Tuesday, 24 December 2013

4 Steps to Understanding

By Aine Belton

In recent years I’ve done a lot of traveling and spent extended periods in new communities (currently in Bali).


I’ve had many amazing experiences, met many wonderful people and shared many magic moments.


Being in all new and often transient environments has also been challenging at times, and always an opportunity for greater self-awareness, being true to myself whilst remaining open, enhancing understanding, etc.

It’s been interesting to witness the different ways people that don’t know someone receive them initially.
Anyone you don’t know is a blank slate for projection.
  • When you meet someone new are you perceiving them through clean eyes and an open-heart?
  • Are you deciding things about them before you know anything about them?
  • Are you witnessing their light or finding fault?
  • Are you coming from a desire to love or one to judge?

Stored dataset items —
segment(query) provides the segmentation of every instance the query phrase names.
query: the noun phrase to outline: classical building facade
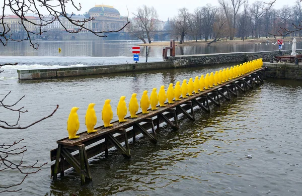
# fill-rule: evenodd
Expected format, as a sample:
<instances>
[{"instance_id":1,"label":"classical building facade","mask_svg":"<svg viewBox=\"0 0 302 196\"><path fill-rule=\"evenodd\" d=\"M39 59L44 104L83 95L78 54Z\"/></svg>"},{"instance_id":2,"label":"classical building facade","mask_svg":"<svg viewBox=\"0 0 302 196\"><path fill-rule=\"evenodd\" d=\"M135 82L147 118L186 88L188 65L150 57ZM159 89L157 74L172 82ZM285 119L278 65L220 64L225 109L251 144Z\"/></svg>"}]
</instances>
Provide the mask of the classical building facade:
<instances>
[{"instance_id":1,"label":"classical building facade","mask_svg":"<svg viewBox=\"0 0 302 196\"><path fill-rule=\"evenodd\" d=\"M121 16L113 6L96 5L89 10L88 14L95 19L92 21L92 29L95 31L117 31L121 29L127 21L127 17Z\"/></svg>"}]
</instances>

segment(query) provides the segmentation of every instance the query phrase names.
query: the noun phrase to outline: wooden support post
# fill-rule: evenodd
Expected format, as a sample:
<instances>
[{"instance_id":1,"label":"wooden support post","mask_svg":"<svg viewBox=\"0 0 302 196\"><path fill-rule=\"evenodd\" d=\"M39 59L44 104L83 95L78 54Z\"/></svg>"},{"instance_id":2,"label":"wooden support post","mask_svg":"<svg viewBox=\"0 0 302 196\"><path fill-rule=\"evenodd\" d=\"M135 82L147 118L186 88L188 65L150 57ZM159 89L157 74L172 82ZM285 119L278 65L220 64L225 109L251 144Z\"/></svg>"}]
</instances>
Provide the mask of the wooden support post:
<instances>
[{"instance_id":1,"label":"wooden support post","mask_svg":"<svg viewBox=\"0 0 302 196\"><path fill-rule=\"evenodd\" d=\"M157 120L156 130L158 130L160 129L160 124L161 123L161 116L158 115Z\"/></svg>"},{"instance_id":2,"label":"wooden support post","mask_svg":"<svg viewBox=\"0 0 302 196\"><path fill-rule=\"evenodd\" d=\"M64 169L64 157L63 157L62 155L60 155L60 170L61 171L60 175L61 178L62 178L64 175L64 172L65 171L65 169Z\"/></svg>"},{"instance_id":3,"label":"wooden support post","mask_svg":"<svg viewBox=\"0 0 302 196\"><path fill-rule=\"evenodd\" d=\"M252 78L251 78L251 79L252 79ZM245 79L243 80L243 84L244 85L245 84L246 86L249 86L250 88L253 88L254 86L253 86L253 83L251 83L251 84L250 84L249 83L248 83L247 81L246 81Z\"/></svg>"},{"instance_id":4,"label":"wooden support post","mask_svg":"<svg viewBox=\"0 0 302 196\"><path fill-rule=\"evenodd\" d=\"M245 90L245 88L242 88L241 87L241 85L238 84L238 83L239 83L239 82L234 82L234 83L235 84L236 86L239 89L241 89L243 92L246 92L246 90Z\"/></svg>"},{"instance_id":5,"label":"wooden support post","mask_svg":"<svg viewBox=\"0 0 302 196\"><path fill-rule=\"evenodd\" d=\"M176 113L176 110L175 109L173 109L174 111L173 113L173 117L174 117L174 123L175 124L175 130L178 130L179 129L178 126L178 120L177 119L177 113Z\"/></svg>"},{"instance_id":6,"label":"wooden support post","mask_svg":"<svg viewBox=\"0 0 302 196\"><path fill-rule=\"evenodd\" d=\"M135 135L135 130L134 130L134 129L132 128L132 131L133 133L133 137L132 137L132 141L133 141L133 143L135 143L135 142L136 141L136 135Z\"/></svg>"},{"instance_id":7,"label":"wooden support post","mask_svg":"<svg viewBox=\"0 0 302 196\"><path fill-rule=\"evenodd\" d=\"M229 92L231 92L231 93L232 94L233 94L233 95L236 96L237 96L238 95L237 94L237 90L236 88L236 85L235 84L235 82L234 84L231 84L229 86L225 86L225 87L228 88L228 91L229 91ZM232 90L230 88L230 87L232 88Z\"/></svg>"},{"instance_id":8,"label":"wooden support post","mask_svg":"<svg viewBox=\"0 0 302 196\"><path fill-rule=\"evenodd\" d=\"M130 147L129 147L129 143L128 142L128 137L127 137L127 132L125 129L120 129L120 131L122 132L121 134L124 134L125 137L125 145L126 146L126 150L128 151L128 154L130 154Z\"/></svg>"},{"instance_id":9,"label":"wooden support post","mask_svg":"<svg viewBox=\"0 0 302 196\"><path fill-rule=\"evenodd\" d=\"M85 165L84 160L84 154L82 146L79 146L79 152L80 154L80 162L81 163L81 182L83 185L85 183Z\"/></svg>"},{"instance_id":10,"label":"wooden support post","mask_svg":"<svg viewBox=\"0 0 302 196\"><path fill-rule=\"evenodd\" d=\"M57 150L57 154L55 159L55 163L54 164L54 169L53 170L53 180L56 180L58 175L58 171L59 169L59 163L60 162L60 156L61 156L61 147L60 144L58 145L58 150Z\"/></svg>"},{"instance_id":11,"label":"wooden support post","mask_svg":"<svg viewBox=\"0 0 302 196\"><path fill-rule=\"evenodd\" d=\"M211 97L211 96L209 95L208 94L207 94L206 95L207 96L208 100L210 100L211 101L211 102L212 102L217 106L220 106L220 101L219 101L219 99L218 102L217 102L216 100L214 100L214 99Z\"/></svg>"},{"instance_id":12,"label":"wooden support post","mask_svg":"<svg viewBox=\"0 0 302 196\"><path fill-rule=\"evenodd\" d=\"M172 128L172 129L174 130L178 130L178 127L177 127L176 126L176 124L173 124L173 123L172 123L171 121L170 121L170 120L169 120L168 119L168 118L167 118L165 115L164 115L162 113L160 113L159 114L159 116L160 116L160 118L161 119L162 119L164 121L165 121L165 122L166 123L167 123L167 124L169 126L170 126L170 127L171 127Z\"/></svg>"},{"instance_id":13,"label":"wooden support post","mask_svg":"<svg viewBox=\"0 0 302 196\"><path fill-rule=\"evenodd\" d=\"M108 145L109 145L109 141L107 137L105 138L105 157L108 157L109 154L109 149L108 149Z\"/></svg>"},{"instance_id":14,"label":"wooden support post","mask_svg":"<svg viewBox=\"0 0 302 196\"><path fill-rule=\"evenodd\" d=\"M81 174L81 167L80 162L74 158L68 150L65 148L62 148L61 149L61 153L66 159L67 162L79 174Z\"/></svg>"},{"instance_id":15,"label":"wooden support post","mask_svg":"<svg viewBox=\"0 0 302 196\"><path fill-rule=\"evenodd\" d=\"M85 172L87 174L86 177L89 180L89 181L91 181L92 180L92 177L91 176L91 173L90 172L90 169L89 169L88 157L87 156L87 153L86 153L85 145L84 144L80 144L79 145L82 146L82 148L83 151L83 155L84 156L84 167L85 168Z\"/></svg>"},{"instance_id":16,"label":"wooden support post","mask_svg":"<svg viewBox=\"0 0 302 196\"><path fill-rule=\"evenodd\" d=\"M175 40L170 40L170 56L175 56Z\"/></svg>"},{"instance_id":17,"label":"wooden support post","mask_svg":"<svg viewBox=\"0 0 302 196\"><path fill-rule=\"evenodd\" d=\"M244 92L246 92L247 90L247 86L245 85L245 83L244 83L244 80L243 79L241 79L241 81L242 82L243 84L243 89L244 89ZM241 84L240 84L241 85Z\"/></svg>"},{"instance_id":18,"label":"wooden support post","mask_svg":"<svg viewBox=\"0 0 302 196\"><path fill-rule=\"evenodd\" d=\"M122 153L123 156L124 156L126 158L130 158L131 157L131 154L130 154L130 151L129 149L126 149L125 148L122 146L122 145L119 143L119 142L115 138L111 133L108 133L107 134L107 137L110 140L110 141L112 143L114 147L116 148L116 149ZM126 142L126 141L125 141ZM127 147L127 146L126 146Z\"/></svg>"},{"instance_id":19,"label":"wooden support post","mask_svg":"<svg viewBox=\"0 0 302 196\"><path fill-rule=\"evenodd\" d=\"M191 102L191 105L192 106L192 102ZM191 108L191 110L192 110L192 108ZM194 112L193 112L193 115L191 115L190 114L188 113L187 112L187 111L186 111L186 110L185 109L184 109L181 106L176 106L176 111L177 111L179 112L180 112L181 113L183 114L185 116L186 116L187 117L188 117L190 120L191 120L191 121L195 121L195 118L194 118Z\"/></svg>"},{"instance_id":20,"label":"wooden support post","mask_svg":"<svg viewBox=\"0 0 302 196\"><path fill-rule=\"evenodd\" d=\"M209 101L207 99L207 95L203 95L202 96L200 96L200 97L202 98L203 100L203 106L205 106L205 103L206 102L206 105L207 106L208 108L209 107Z\"/></svg>"},{"instance_id":21,"label":"wooden support post","mask_svg":"<svg viewBox=\"0 0 302 196\"><path fill-rule=\"evenodd\" d=\"M151 124L151 130L152 130L152 134L153 134L153 137L155 138L156 140L157 140L157 136L156 135L156 132L155 132L155 129L154 129L154 123L153 123L153 120L151 118L147 118L144 119L144 121L148 123Z\"/></svg>"},{"instance_id":22,"label":"wooden support post","mask_svg":"<svg viewBox=\"0 0 302 196\"><path fill-rule=\"evenodd\" d=\"M226 96L224 94L223 91L220 92L220 90L217 90L217 93L220 94L222 97L224 98L227 101L231 100L231 99L230 98L230 93L229 92L229 88L223 88L222 89L223 90L225 89L226 89L226 94L228 94L228 96Z\"/></svg>"},{"instance_id":23,"label":"wooden support post","mask_svg":"<svg viewBox=\"0 0 302 196\"><path fill-rule=\"evenodd\" d=\"M140 132L144 135L146 138L148 138L149 140L154 143L156 143L157 142L157 140L156 138L155 138L152 135L150 134L149 132L147 130L146 130L143 127L141 126L141 125L139 125L138 123L135 123L133 125L133 129L136 129L139 130Z\"/></svg>"}]
</instances>

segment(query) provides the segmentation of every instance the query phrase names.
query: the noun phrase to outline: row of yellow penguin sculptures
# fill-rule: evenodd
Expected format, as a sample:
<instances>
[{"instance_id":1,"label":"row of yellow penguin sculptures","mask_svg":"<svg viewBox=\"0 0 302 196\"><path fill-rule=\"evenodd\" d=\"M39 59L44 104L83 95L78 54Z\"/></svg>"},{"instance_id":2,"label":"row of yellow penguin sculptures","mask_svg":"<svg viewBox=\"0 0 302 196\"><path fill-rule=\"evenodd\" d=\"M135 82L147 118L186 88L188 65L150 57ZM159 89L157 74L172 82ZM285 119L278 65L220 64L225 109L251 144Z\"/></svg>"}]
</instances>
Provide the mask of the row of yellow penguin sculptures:
<instances>
[{"instance_id":1,"label":"row of yellow penguin sculptures","mask_svg":"<svg viewBox=\"0 0 302 196\"><path fill-rule=\"evenodd\" d=\"M94 129L97 124L97 116L94 108L95 105L94 103L89 104L85 116L85 125L87 128L87 133L94 133L98 131ZM69 139L77 139L80 137L76 135L77 132L80 128L80 121L79 121L79 116L77 113L78 110L79 110L79 108L77 107L71 108L68 117L67 131L68 131Z\"/></svg>"},{"instance_id":2,"label":"row of yellow penguin sculptures","mask_svg":"<svg viewBox=\"0 0 302 196\"><path fill-rule=\"evenodd\" d=\"M173 83L171 83L169 84L167 93L164 85L161 86L158 94L157 92L157 88L154 88L151 93L150 99L148 96L148 91L145 90L143 92L140 100L140 106L142 114L149 113L148 108L150 105L151 105L152 110L158 110L158 108L157 108L157 106L159 103L161 107L166 106L165 103L167 99L169 104L173 104L174 103L173 101L174 100L176 101L181 100L181 95L182 95L182 99L187 98L187 94L192 96L193 95L193 92L197 94L199 91L212 88L214 86L217 86L221 83L258 69L261 68L262 65L262 59L258 59L231 67L230 68L228 67L226 69L223 69L223 70L220 69L219 71L216 71L215 74L213 72L211 72L209 74L207 73L205 76L204 75L201 75L200 78L198 76L196 76L194 81L193 78L190 78L188 83L187 83L187 80L184 79L181 86L180 81L178 81L176 82L175 88L173 88ZM139 105L136 95L136 93L133 93L129 103L129 111L131 118L138 117L136 113L138 111ZM127 121L125 119L125 117L127 115L128 111L125 101L125 96L121 96L116 109L116 113L119 122ZM105 127L113 126L112 124L110 124L110 121L113 117L113 113L110 106L110 100L105 101L105 104L102 111L102 120L104 122ZM97 117L94 108L95 105L95 104L94 103L89 104L85 116L85 125L87 128L88 133L97 131L97 130L94 129L97 123ZM72 108L68 118L67 130L68 132L69 139L76 139L79 137L79 136L76 135L77 132L80 128L79 117L77 114L78 110L79 110L79 108Z\"/></svg>"}]
</instances>

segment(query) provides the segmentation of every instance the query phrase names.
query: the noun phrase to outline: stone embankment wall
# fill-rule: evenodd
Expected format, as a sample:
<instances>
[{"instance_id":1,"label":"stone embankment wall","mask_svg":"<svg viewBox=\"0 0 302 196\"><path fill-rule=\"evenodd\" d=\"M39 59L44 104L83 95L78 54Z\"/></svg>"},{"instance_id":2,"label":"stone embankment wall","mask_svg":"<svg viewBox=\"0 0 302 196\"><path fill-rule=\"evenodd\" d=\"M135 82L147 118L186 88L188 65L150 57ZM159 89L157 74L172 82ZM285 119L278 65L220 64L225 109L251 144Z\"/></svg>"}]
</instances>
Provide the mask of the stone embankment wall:
<instances>
[{"instance_id":1,"label":"stone embankment wall","mask_svg":"<svg viewBox=\"0 0 302 196\"><path fill-rule=\"evenodd\" d=\"M174 68L172 61L129 63L110 65L85 66L57 69L17 70L19 79L55 78L151 69Z\"/></svg>"},{"instance_id":2,"label":"stone embankment wall","mask_svg":"<svg viewBox=\"0 0 302 196\"><path fill-rule=\"evenodd\" d=\"M297 50L297 52L302 50ZM282 50L283 54L290 55L291 50ZM203 65L215 65L246 62L258 58L262 58L263 62L269 61L271 57L280 55L279 51L233 52L231 53L209 54L206 55L182 55L168 57L168 61L173 61L175 67L198 66Z\"/></svg>"},{"instance_id":3,"label":"stone embankment wall","mask_svg":"<svg viewBox=\"0 0 302 196\"><path fill-rule=\"evenodd\" d=\"M297 50L297 52L302 50ZM283 54L290 54L291 50L283 50ZM262 58L263 61L269 61L272 56L279 55L278 51L235 52L182 55L169 57L167 60L150 63L129 63L110 65L84 66L57 69L18 70L20 79L55 78L108 73L136 71L151 69L169 69L179 67L200 66L221 63L235 64Z\"/></svg>"},{"instance_id":4,"label":"stone embankment wall","mask_svg":"<svg viewBox=\"0 0 302 196\"><path fill-rule=\"evenodd\" d=\"M265 73L268 77L302 79L301 65L265 62L263 66L267 68Z\"/></svg>"}]
</instances>

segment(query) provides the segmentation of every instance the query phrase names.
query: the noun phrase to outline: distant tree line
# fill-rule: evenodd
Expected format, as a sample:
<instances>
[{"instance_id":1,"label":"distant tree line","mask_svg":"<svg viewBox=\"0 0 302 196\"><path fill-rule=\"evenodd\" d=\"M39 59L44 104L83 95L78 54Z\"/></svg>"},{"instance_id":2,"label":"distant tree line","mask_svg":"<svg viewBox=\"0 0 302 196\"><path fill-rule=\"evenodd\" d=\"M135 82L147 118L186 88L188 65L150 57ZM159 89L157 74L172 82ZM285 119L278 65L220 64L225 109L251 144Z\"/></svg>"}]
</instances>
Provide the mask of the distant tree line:
<instances>
[{"instance_id":1,"label":"distant tree line","mask_svg":"<svg viewBox=\"0 0 302 196\"><path fill-rule=\"evenodd\" d=\"M296 0L292 6L285 6L278 10L274 9L273 3L260 1L250 4L244 0L218 0L218 3L217 7L207 4L197 7L192 13L186 8L182 8L169 21L169 27L166 25L165 28L171 29L180 44L184 42L185 37L196 42L212 39L208 44L235 38L244 41L260 37L275 38L277 36L301 37L300 0ZM150 42L152 33L157 28L154 23L158 21L156 10L143 6L133 14L135 17L128 27L129 31L136 34L139 32L138 38L146 38Z\"/></svg>"}]
</instances>

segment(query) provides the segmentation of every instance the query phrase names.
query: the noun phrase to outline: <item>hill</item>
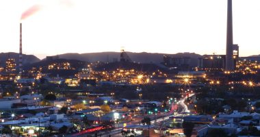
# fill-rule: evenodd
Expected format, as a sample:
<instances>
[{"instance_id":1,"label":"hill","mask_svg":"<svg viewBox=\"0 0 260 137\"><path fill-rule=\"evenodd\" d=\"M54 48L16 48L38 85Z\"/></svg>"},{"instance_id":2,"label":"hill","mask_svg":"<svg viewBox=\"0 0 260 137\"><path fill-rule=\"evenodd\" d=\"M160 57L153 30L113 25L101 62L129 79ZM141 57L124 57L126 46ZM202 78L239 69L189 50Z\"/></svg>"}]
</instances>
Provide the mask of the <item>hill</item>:
<instances>
[{"instance_id":1,"label":"hill","mask_svg":"<svg viewBox=\"0 0 260 137\"><path fill-rule=\"evenodd\" d=\"M2 66L5 66L5 61L8 58L14 58L16 64L19 62L19 54L14 52L9 53L0 53L0 65ZM33 55L23 54L23 64L30 64L37 62L40 62L40 60Z\"/></svg>"},{"instance_id":2,"label":"hill","mask_svg":"<svg viewBox=\"0 0 260 137\"><path fill-rule=\"evenodd\" d=\"M68 69L64 69L62 67L64 63L69 63ZM53 64L57 64L57 67L61 68L58 69L49 69L49 65L53 65ZM43 60L40 62L33 63L30 65L26 66L25 69L31 69L33 67L39 68L40 66L42 67L42 72L44 73L49 73L50 76L57 76L59 75L61 77L63 76L72 76L75 73L79 72L81 68L84 67L87 63L83 61L75 60L66 60L66 59L57 59L52 60Z\"/></svg>"},{"instance_id":3,"label":"hill","mask_svg":"<svg viewBox=\"0 0 260 137\"><path fill-rule=\"evenodd\" d=\"M190 57L191 66L197 65L198 58L201 55L194 53L179 53L177 54L166 54L166 53L134 53L127 52L130 58L135 62L140 63L154 63L159 64L163 62L164 55L169 55L172 57ZM101 52L101 53L64 53L58 55L60 58L68 60L78 60L85 62L114 62L120 60L119 52Z\"/></svg>"},{"instance_id":4,"label":"hill","mask_svg":"<svg viewBox=\"0 0 260 137\"><path fill-rule=\"evenodd\" d=\"M148 64L148 63L133 63L133 62L111 62L111 63L105 63L102 64L99 64L95 68L94 68L96 71L114 71L117 68L122 68L125 70L131 70L135 69L139 71L144 71L144 72L155 72L157 70L160 70L162 71L167 71L164 68L161 68L154 64Z\"/></svg>"}]
</instances>

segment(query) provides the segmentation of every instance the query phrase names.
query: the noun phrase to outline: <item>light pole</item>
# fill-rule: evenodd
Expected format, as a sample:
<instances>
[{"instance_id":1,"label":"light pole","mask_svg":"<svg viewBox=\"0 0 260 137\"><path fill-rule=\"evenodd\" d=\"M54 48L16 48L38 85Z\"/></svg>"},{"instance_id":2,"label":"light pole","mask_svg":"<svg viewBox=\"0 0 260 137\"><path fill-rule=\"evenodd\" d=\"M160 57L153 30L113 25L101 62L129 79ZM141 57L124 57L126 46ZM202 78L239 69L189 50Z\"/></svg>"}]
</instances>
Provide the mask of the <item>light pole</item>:
<instances>
[{"instance_id":1,"label":"light pole","mask_svg":"<svg viewBox=\"0 0 260 137\"><path fill-rule=\"evenodd\" d=\"M139 98L140 100L142 100L142 94L139 94Z\"/></svg>"}]
</instances>

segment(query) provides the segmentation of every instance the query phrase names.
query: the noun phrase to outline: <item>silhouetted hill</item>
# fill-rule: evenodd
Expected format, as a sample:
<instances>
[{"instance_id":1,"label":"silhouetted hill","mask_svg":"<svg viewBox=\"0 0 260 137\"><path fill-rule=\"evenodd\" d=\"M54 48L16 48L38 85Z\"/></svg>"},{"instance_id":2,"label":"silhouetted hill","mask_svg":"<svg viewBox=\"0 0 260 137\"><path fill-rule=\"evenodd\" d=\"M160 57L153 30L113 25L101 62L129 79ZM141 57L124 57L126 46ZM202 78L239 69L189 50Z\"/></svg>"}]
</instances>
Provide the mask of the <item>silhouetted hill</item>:
<instances>
[{"instance_id":1,"label":"silhouetted hill","mask_svg":"<svg viewBox=\"0 0 260 137\"><path fill-rule=\"evenodd\" d=\"M19 54L14 52L0 53L0 65L2 66L5 66L5 61L8 58L14 58L16 64L18 64L19 62ZM23 64L29 64L40 61L40 60L35 55L25 54L23 54Z\"/></svg>"},{"instance_id":2,"label":"silhouetted hill","mask_svg":"<svg viewBox=\"0 0 260 137\"><path fill-rule=\"evenodd\" d=\"M125 70L135 69L140 71L144 72L155 72L157 70L162 71L167 71L166 69L161 68L155 64L148 63L133 63L127 62L117 62L111 63L105 63L99 64L94 68L96 71L114 71L117 68L122 68Z\"/></svg>"},{"instance_id":3,"label":"silhouetted hill","mask_svg":"<svg viewBox=\"0 0 260 137\"><path fill-rule=\"evenodd\" d=\"M53 63L58 64L58 63L64 63L64 62L68 62L71 67L76 68L82 68L85 64L86 64L86 62L81 61L81 60L57 59L57 60L42 60L40 62L33 63L29 65L28 67L31 68L31 67L42 66L44 68L47 68L49 65L51 65Z\"/></svg>"},{"instance_id":4,"label":"silhouetted hill","mask_svg":"<svg viewBox=\"0 0 260 137\"><path fill-rule=\"evenodd\" d=\"M260 55L250 55L250 56L248 56L248 58L250 58L250 57L252 57L252 58L260 58Z\"/></svg>"},{"instance_id":5,"label":"silhouetted hill","mask_svg":"<svg viewBox=\"0 0 260 137\"><path fill-rule=\"evenodd\" d=\"M53 64L63 64L68 62L70 66L70 69L48 69L49 65ZM57 59L51 60L42 60L38 62L33 63L25 67L25 69L30 69L32 67L39 68L42 67L42 72L50 74L50 76L56 76L57 74L61 76L74 76L75 74L79 72L80 68L82 68L86 64L86 62L76 60Z\"/></svg>"},{"instance_id":6,"label":"silhouetted hill","mask_svg":"<svg viewBox=\"0 0 260 137\"><path fill-rule=\"evenodd\" d=\"M133 53L127 52L128 55L133 62L140 63L154 63L159 64L163 62L164 55L172 57L190 57L192 58L191 65L197 66L198 58L201 57L200 55L194 53L179 53L177 54L166 53L151 53L146 52ZM65 53L58 55L60 58L78 60L86 62L114 62L120 60L119 52L101 52L101 53Z\"/></svg>"}]
</instances>

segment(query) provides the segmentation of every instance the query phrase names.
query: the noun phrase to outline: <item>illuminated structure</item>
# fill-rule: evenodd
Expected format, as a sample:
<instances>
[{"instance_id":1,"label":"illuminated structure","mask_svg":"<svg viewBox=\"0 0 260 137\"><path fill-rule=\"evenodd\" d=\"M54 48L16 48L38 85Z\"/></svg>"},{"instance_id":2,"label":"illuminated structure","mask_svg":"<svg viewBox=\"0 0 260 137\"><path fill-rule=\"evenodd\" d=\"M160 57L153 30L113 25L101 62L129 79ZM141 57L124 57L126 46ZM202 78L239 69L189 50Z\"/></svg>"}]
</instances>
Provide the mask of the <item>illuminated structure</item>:
<instances>
[{"instance_id":1,"label":"illuminated structure","mask_svg":"<svg viewBox=\"0 0 260 137\"><path fill-rule=\"evenodd\" d=\"M205 55L198 59L198 67L205 71L223 71L225 68L225 61L224 55Z\"/></svg>"},{"instance_id":2,"label":"illuminated structure","mask_svg":"<svg viewBox=\"0 0 260 137\"><path fill-rule=\"evenodd\" d=\"M8 58L5 62L5 71L8 73L12 73L16 71L16 64L15 60L13 58Z\"/></svg>"},{"instance_id":3,"label":"illuminated structure","mask_svg":"<svg viewBox=\"0 0 260 137\"><path fill-rule=\"evenodd\" d=\"M239 57L239 47L233 43L233 15L232 0L228 0L227 27L226 27L226 71L234 71L237 60ZM234 63L235 62L235 63Z\"/></svg>"},{"instance_id":4,"label":"illuminated structure","mask_svg":"<svg viewBox=\"0 0 260 137\"><path fill-rule=\"evenodd\" d=\"M120 55L120 62L132 62L130 57L128 56L127 53L125 51L124 49L121 49L121 53Z\"/></svg>"},{"instance_id":5,"label":"illuminated structure","mask_svg":"<svg viewBox=\"0 0 260 137\"><path fill-rule=\"evenodd\" d=\"M164 55L164 65L168 67L176 67L178 69L188 69L190 64L190 57L174 58Z\"/></svg>"},{"instance_id":6,"label":"illuminated structure","mask_svg":"<svg viewBox=\"0 0 260 137\"><path fill-rule=\"evenodd\" d=\"M19 73L23 71L22 23L20 23Z\"/></svg>"}]
</instances>

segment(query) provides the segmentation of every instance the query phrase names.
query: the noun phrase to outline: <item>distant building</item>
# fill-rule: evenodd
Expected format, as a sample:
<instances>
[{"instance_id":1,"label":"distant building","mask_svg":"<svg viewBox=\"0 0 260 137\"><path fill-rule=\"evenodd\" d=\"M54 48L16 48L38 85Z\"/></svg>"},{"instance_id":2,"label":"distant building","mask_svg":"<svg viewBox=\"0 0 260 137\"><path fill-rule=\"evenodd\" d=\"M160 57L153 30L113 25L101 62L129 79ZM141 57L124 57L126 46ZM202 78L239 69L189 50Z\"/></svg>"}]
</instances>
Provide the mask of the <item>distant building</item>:
<instances>
[{"instance_id":1,"label":"distant building","mask_svg":"<svg viewBox=\"0 0 260 137\"><path fill-rule=\"evenodd\" d=\"M12 73L16 71L16 64L15 60L13 58L8 58L5 62L5 71L8 73Z\"/></svg>"},{"instance_id":2,"label":"distant building","mask_svg":"<svg viewBox=\"0 0 260 137\"><path fill-rule=\"evenodd\" d=\"M222 71L225 68L225 55L205 55L198 59L198 68L203 70Z\"/></svg>"},{"instance_id":3,"label":"distant building","mask_svg":"<svg viewBox=\"0 0 260 137\"><path fill-rule=\"evenodd\" d=\"M20 99L0 99L0 108L10 109L14 103L21 103Z\"/></svg>"},{"instance_id":4,"label":"distant building","mask_svg":"<svg viewBox=\"0 0 260 137\"><path fill-rule=\"evenodd\" d=\"M191 58L190 57L174 58L164 56L164 64L168 67L174 67L179 70L188 70Z\"/></svg>"},{"instance_id":5,"label":"distant building","mask_svg":"<svg viewBox=\"0 0 260 137\"><path fill-rule=\"evenodd\" d=\"M132 60L131 60L130 57L127 55L127 53L125 51L124 49L121 50L120 58L120 62L132 62Z\"/></svg>"},{"instance_id":6,"label":"distant building","mask_svg":"<svg viewBox=\"0 0 260 137\"><path fill-rule=\"evenodd\" d=\"M46 60L57 60L59 58L60 58L59 55L47 56Z\"/></svg>"}]
</instances>

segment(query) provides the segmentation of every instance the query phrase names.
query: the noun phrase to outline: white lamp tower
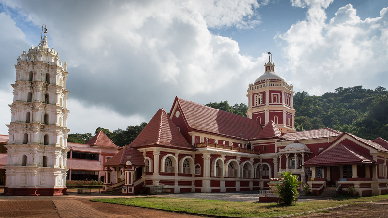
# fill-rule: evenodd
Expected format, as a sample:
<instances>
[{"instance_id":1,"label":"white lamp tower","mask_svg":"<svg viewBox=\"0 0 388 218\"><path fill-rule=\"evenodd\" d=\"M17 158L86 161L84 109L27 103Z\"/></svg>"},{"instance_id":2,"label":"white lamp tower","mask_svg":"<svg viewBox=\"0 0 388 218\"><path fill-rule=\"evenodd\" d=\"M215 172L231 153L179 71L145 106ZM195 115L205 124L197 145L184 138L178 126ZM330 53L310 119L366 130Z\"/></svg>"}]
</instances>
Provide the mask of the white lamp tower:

Requirement A —
List every question in the bulleted list of the post about meeting new people.
Requirement B —
According to the post about meeting new people, where is the writer staying at present?
Requirement C —
From the post about meeting new people, extract the passage from "4 Steps to Understanding" up to and including "slate for projection.".

Answer section A —
- When you meet someone new are you perceiving them through clean eyes and an open-heart?
- Are you deciding things about them before you know anything about them?
- Are you witnessing their light or finding fault?
- Are you coming from a desire to love or one to judge?

Answer section B —
Bali.

Answer section C —
4 Steps to Understanding

By Aine Belton

In recent years I’ve done a lot of traveling and spent extended periods in new communities (currently in Bali).


I’ve had many amazing experiences, met many wonderful people and shared many magic moments.


Being in all new and often transient environments has also been challenging at times, and always an opportunity for greater self-awareness, being true to myself whilst remaining open, enhancing understanding, etc.

It’s been interesting to witness the different ways people that don’t know someone receive them initially.
Anyone you don’t know is a blank slate for projection.